___ Extracted text
Dun Cove in 27 Hours

This retired life I live can be too busy. I find myself committed to things that fence-in my cruising time, so sometimes we just have to go when a day opens up in the calendar. Like Wednesday. Although the weather forecast wasn’t perfect, it seemed good enough to let us off the pier for an over-night.

After a morning of rain, the skies cleared and we had wonderful weather for crossing the bay, leaving the pier at about 1330. Light winds meant we motored most of the distance. After several hours on the water, the Coast Guard broadcast a severe weather warning for the entire Chesapeake Bay area. I started checking our weather resources, and it appeared that a pretty strong system was moving north that afternoon. It wasn’t a threat earlier in the day, or we would have stayed put. Regardless, we were too far to turn back, so pressing on through Knapps Narrows, and up to Dun Cove, we settled into our anchorage with five other boats.

Dun Cove (off the Miles River, about 6 miles from St. Michaels, MD) has several little nooks and crannies, but we usually anchor in the area that gives us protection from the prevailing southeasterly winds. This time we noticed all the other boats were packed into a narrower creek running northwest of Dun Cove. As the wind was easterly and the open cove was unprotected from that direction, we also took an anchorage there. I say “packed,” but there was plenty of room – we weren’t very close to our neighbors.

Our view SSW from where we anchored. At 1700 you can see how dark and cloudy it is already.
Our view SSW from where we anchored. At 1700 you can see how dark and cloudy it is already.

After dragging anchor several times in the recent past, I’ve been setting two hooks. I did this again, certain that with two anchors well set, my sleep would be uninterrupted . . . though I always have a bit of anxiety about my anchorage neighbors. Setting two anchors is sort of a pain, as it’s difficult to get the second anchor where I want it, and then back down on it without fouling the other anchor rode. I have used my dinghy in the past, and rowed an anchor out to where I wanted it, then set it using a sheet winch.  I guess I was lazy this time, and set both off the bow at about 120 degrees.  It took about 30 minutes to do this, and my neighbors must have been wondering what took so long. But it was done, and we got things shipshape for the rain we knew was coming later that evening – all seats and cushions below, fold up the bimini, set the drop boards in place (except for the top one). For all of that prep, we ate dinner in the cockpit, and it was a beautiful, bug-free evening.

Our view in Dunn Cove, SSE.
Our view in Dunn Cove, SSE.
______
• [To do]:
a: Answer these from the Dun Cove account, one answer a line, marked to match:
(i) At about what time did they leave the pier?
(ii) About how far is Dun Cove from St. Michaels, MD?
(iii) About how long did it take to set both anchors?
b: Duplicate the part of the Dun Cove account that opens with the words containing "Dun Cove (off" and closes with "to our neighbors.".
The data that follows is not needed for the work on the Dun Cove account.
___ Supplied material
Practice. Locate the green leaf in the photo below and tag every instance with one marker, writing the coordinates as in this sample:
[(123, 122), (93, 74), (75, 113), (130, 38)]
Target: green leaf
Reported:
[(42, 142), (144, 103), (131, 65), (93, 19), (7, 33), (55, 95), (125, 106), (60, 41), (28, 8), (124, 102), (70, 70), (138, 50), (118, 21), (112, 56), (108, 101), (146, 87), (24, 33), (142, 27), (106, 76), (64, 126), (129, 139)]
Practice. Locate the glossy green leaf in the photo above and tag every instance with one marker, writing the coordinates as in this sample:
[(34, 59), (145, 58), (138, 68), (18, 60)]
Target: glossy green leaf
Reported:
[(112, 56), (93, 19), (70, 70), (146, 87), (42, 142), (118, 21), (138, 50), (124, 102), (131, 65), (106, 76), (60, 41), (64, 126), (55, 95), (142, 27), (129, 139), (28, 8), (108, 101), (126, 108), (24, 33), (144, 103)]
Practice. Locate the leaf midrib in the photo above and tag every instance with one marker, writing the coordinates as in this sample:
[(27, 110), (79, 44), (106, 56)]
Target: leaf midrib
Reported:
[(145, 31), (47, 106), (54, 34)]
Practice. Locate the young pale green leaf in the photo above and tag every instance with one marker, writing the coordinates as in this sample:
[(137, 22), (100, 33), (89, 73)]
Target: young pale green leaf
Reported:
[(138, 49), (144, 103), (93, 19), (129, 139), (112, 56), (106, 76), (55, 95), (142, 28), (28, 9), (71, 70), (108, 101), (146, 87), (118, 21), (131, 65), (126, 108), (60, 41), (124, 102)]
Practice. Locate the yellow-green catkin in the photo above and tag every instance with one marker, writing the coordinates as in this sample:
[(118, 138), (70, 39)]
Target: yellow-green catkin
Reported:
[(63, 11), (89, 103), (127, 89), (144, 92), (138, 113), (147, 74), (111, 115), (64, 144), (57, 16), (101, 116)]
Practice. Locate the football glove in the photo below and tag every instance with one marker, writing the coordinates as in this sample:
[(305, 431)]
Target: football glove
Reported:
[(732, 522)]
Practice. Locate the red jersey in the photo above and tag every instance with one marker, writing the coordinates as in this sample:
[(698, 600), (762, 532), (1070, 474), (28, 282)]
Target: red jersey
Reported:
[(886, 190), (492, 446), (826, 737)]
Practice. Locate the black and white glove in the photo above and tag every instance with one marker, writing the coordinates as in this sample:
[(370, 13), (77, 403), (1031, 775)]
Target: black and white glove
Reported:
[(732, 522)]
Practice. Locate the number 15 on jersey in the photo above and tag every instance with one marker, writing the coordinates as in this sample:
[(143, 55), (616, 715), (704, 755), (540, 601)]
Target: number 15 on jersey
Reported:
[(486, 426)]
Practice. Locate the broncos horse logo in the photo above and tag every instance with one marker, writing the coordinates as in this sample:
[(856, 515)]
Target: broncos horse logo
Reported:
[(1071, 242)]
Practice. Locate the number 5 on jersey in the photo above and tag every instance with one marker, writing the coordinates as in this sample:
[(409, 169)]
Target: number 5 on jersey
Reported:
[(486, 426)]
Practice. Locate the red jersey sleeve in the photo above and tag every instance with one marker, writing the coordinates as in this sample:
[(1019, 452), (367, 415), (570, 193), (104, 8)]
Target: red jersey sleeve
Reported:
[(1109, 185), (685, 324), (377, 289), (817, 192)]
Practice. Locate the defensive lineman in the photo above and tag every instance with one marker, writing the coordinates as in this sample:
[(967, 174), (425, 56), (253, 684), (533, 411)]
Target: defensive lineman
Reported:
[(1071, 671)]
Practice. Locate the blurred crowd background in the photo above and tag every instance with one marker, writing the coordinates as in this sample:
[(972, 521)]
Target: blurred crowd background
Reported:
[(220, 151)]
______
• [Results for the exercise]:
a:
(i) About 1330
(ii) About 6 miles
(iii) About 30 minutes

b:
Dun Cove (off the Miles River, about 6 miles from St. Michaels, MD) has several little nooks and crannies, but we usually anchor in the area that gives us protection from the prevailing southeasterly winds. This time we noticed all the other boats were packed into a narrower creek running northwest of Dun Cove. As the wind was easterly and the open cove was unprotected from that direction, we also took an anchorage there. I say “packed,” but there was plenty of room – we weren’t very close to our neighbors.